▸ **What is required**: Make an exact transcription of the material, leaving out all images.
::: Raw data
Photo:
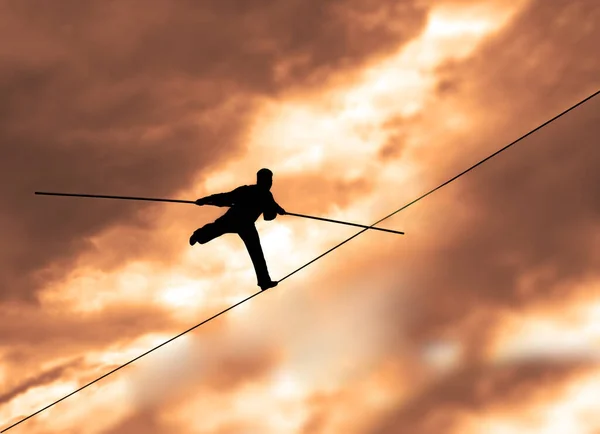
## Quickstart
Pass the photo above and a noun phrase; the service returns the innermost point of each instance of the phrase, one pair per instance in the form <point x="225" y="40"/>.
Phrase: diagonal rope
<point x="318" y="257"/>
<point x="447" y="182"/>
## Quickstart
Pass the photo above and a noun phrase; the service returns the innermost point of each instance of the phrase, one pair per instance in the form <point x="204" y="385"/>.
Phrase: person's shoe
<point x="266" y="285"/>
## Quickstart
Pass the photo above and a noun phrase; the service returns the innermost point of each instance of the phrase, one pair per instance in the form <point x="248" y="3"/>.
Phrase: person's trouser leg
<point x="249" y="236"/>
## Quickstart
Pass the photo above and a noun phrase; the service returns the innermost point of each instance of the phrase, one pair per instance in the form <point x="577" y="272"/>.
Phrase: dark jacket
<point x="246" y="203"/>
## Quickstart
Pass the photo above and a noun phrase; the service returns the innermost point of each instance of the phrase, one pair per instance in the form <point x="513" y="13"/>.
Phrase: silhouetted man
<point x="246" y="204"/>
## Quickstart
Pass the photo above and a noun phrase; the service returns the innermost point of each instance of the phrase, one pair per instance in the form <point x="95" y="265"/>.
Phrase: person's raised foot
<point x="266" y="285"/>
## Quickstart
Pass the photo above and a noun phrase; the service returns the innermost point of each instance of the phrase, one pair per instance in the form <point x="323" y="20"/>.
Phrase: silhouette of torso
<point x="246" y="204"/>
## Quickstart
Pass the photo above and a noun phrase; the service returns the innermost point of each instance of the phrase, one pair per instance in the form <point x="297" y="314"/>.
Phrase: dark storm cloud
<point x="531" y="212"/>
<point x="41" y="379"/>
<point x="129" y="97"/>
<point x="440" y="408"/>
<point x="519" y="230"/>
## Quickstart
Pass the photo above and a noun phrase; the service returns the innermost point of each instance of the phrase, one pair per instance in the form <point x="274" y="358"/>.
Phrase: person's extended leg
<point x="209" y="232"/>
<point x="250" y="237"/>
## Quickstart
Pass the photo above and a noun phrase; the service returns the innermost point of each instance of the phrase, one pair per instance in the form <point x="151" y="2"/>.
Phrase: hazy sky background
<point x="483" y="318"/>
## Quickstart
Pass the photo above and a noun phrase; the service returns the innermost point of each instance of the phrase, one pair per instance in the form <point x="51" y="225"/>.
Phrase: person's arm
<point x="273" y="209"/>
<point x="220" y="199"/>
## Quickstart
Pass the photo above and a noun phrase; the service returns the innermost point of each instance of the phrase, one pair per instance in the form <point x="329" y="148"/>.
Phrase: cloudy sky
<point x="483" y="318"/>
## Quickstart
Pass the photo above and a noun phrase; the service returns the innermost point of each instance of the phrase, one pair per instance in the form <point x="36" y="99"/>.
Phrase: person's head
<point x="264" y="178"/>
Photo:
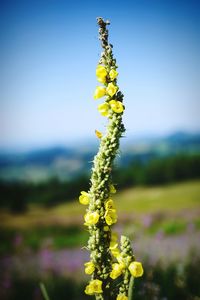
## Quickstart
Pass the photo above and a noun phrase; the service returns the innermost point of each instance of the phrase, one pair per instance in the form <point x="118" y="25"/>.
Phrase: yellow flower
::::::
▸ **Result of the exercise**:
Photo:
## Quickstart
Pass the photo above and a noun phrase; the service returns the innermost point of each instance of the phrase, one pair per instance in the form <point x="225" y="40"/>.
Phrase: diagonal rope
<point x="318" y="257"/>
<point x="447" y="182"/>
## Quickstart
Pass the photo above and a noun phrase; the service returns the innermost point of each instance of the phrase, one pair per instance in the form <point x="204" y="385"/>.
Phrase: person's shoe
<point x="266" y="285"/>
## Quickstart
Pass the photo above and a noun phrase; the service returns the innermost point of each instance of the phrase, one pair per instance in the form <point x="248" y="3"/>.
Phrase: person's trouser leg
<point x="249" y="236"/>
## Quickstart
Pass the photo above and a noun phrase; the service returns the innermost point of each instance of the phrase, one pair per instance in the form <point x="577" y="272"/>.
Phrase: dark jacket
<point x="246" y="203"/>
## Quickstart
Pass the photo above and a noun phrase; the service returns the innermost point of each instance of the phrase, one pair per instance in the form <point x="513" y="13"/>.
Phrase: silhouetted man
<point x="246" y="204"/>
## Quickstart
Pass the photo above and a noun phrase; the service returns the innermost point of each instance of the phrase, one pair per instance in the form <point x="95" y="265"/>.
Phrase: person's raised foot
<point x="266" y="285"/>
## Quickstart
Pass the photo above and a noun phrase; the service returns the innermost point of each instance of the phrase, one pair per instance in the form <point x="323" y="20"/>.
Phrase: silhouette of torso
<point x="246" y="204"/>
## Quickstart
Pass the photo above and a noun phrase; the service returns the innermost point of each instance of the phrase, one pair per instance in the form <point x="297" y="314"/>.
Phrase: dark storm cloud
<point x="531" y="212"/>
<point x="41" y="379"/>
<point x="129" y="97"/>
<point x="440" y="408"/>
<point x="519" y="230"/>
## Quickstart
Pass the photo above and a noun phrase; the service returns the innermost point of each instance of the phrase, one pair per instance in the form <point x="274" y="358"/>.
Phrase: person's extended leg
<point x="209" y="232"/>
<point x="250" y="237"/>
## Quickstart
Pass the photo above and a noun phrase; the service returns the innermost point of each instance of the phrase, one pair per instance in the form <point x="151" y="2"/>.
Phrase: hazy sky background
<point x="483" y="318"/>
## Quickstart
Pass the photo above and a noun phrase; the service returns the innermost point of each instance of the phrase, one pair per instance in the form <point x="51" y="225"/>.
Phrase: person's arm
<point x="273" y="209"/>
<point x="220" y="199"/>
## Quickstart
Pass the photo above and a noun phrase; the service returns the innermost point of each instance of the phrase, one pair per instance in the form <point x="329" y="148"/>.
Phrase: cloudy sky
<point x="483" y="318"/>
## Quickstart
Pass the photo above and a noun phrase; the service returns the innermost point of each instance of the phrase, one pair per instance in the form <point x="36" y="99"/>.
Phrase: person's head
<point x="264" y="178"/>
Photo:
## Quickstart
Pass the photo above and a noun phrase; the service returns the innermost point of each instance of the phrase, one pair per instance in the form <point x="118" y="25"/>.
Phrase: yellow flower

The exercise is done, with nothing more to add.